> _Task brief_: Pick out and copy every line in the records below that contains the word "blue". Case counts, so copy only lines where the word appears with the same capitalization.

--- start of Task input ---

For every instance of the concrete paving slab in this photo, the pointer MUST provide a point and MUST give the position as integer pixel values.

--- end of Task input ---
--- start of Task input ---

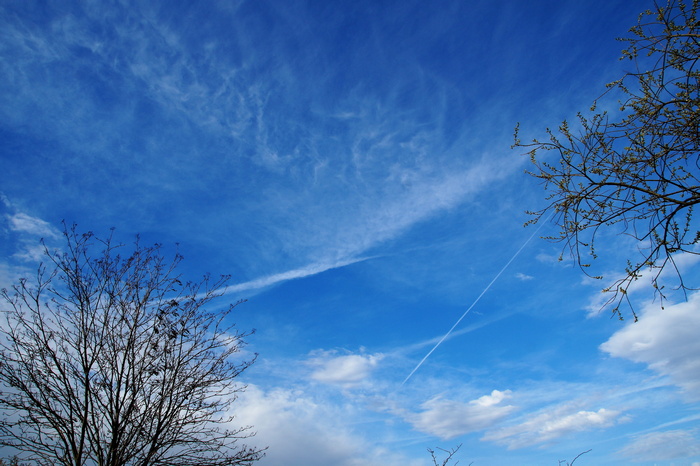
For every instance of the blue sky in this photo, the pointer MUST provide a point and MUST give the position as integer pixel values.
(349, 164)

--- end of Task input ---
--- start of Task input ---

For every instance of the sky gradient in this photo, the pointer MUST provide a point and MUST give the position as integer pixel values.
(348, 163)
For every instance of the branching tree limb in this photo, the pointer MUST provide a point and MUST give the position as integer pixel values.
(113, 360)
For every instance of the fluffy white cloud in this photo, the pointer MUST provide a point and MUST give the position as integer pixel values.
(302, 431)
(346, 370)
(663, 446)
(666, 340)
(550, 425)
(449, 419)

--- end of Task input ---

> _Response to this task_:
For every instance of the blue sky in this photo, the pointer MUST provide a point and MUST give the position as integer pixel values.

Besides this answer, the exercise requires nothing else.